Convert the entries below into a Markdown table with two columns, Row and Line, giving each non-blank line its own numbered row. Skip blank lines and leave out the pictures.

§ Material provided:
* START *
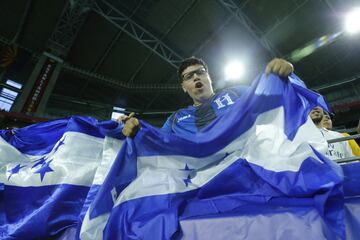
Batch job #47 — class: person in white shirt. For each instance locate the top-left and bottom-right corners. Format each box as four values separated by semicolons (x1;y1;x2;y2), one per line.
310;106;354;160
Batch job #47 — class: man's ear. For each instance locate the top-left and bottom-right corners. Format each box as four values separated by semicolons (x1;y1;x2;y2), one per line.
181;83;186;93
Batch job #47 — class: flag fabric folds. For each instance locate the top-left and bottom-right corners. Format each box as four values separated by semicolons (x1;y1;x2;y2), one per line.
0;75;360;239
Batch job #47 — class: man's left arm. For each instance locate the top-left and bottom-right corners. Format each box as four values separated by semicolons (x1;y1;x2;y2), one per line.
265;58;294;77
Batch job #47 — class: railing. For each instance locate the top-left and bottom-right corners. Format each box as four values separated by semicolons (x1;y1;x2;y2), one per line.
327;134;360;164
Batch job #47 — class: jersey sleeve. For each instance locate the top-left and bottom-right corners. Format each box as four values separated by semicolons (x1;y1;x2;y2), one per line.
342;133;360;157
160;113;175;133
229;85;249;97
* END *
§ Complete output:
| Row | Line |
|---|---|
| 1 | Batch job #47 — class: person in white shirt. For each instance locate the top-left and bottom-right corners. Format each box as four values separated by semicolons (x1;y1;x2;y2), one per line. |
| 2 | 310;106;354;160 |
| 3 | Batch job #47 — class: man's ear. For each instance locate the top-left and bottom-right corners. Format each box as four values separated by semicolons (x1;y1;x2;y2), one per line. |
| 4 | 181;83;186;93 |
| 5 | Batch job #47 — class: flag fabric folds. For each instance locate the top-left and bottom-right corners. Format each box as four values separated by semicolons (x1;y1;x2;y2), one per line. |
| 6 | 0;75;360;239 |
| 7 | Batch job #47 — class: man's left arm. For each instance locate the top-left and bottom-right corners. Format each box as four values separated by semicolons (x1;y1;x2;y2), one per line. |
| 8 | 265;58;294;77 |
| 9 | Batch job #47 — class: railing. For each instance locate the top-left and bottom-right corners. Format each box as four values separated by semicolons (x1;y1;x2;y2), one per line. |
| 10 | 327;134;360;164 |
| 11 | Batch job #47 — class: jersey sleeve. For each instance locate the top-left and bottom-right corners. Format each box as four values separated by semicolons (x1;y1;x2;y2), one per line. |
| 12 | 342;133;360;157 |
| 13 | 160;113;175;133 |
| 14 | 229;85;249;97 |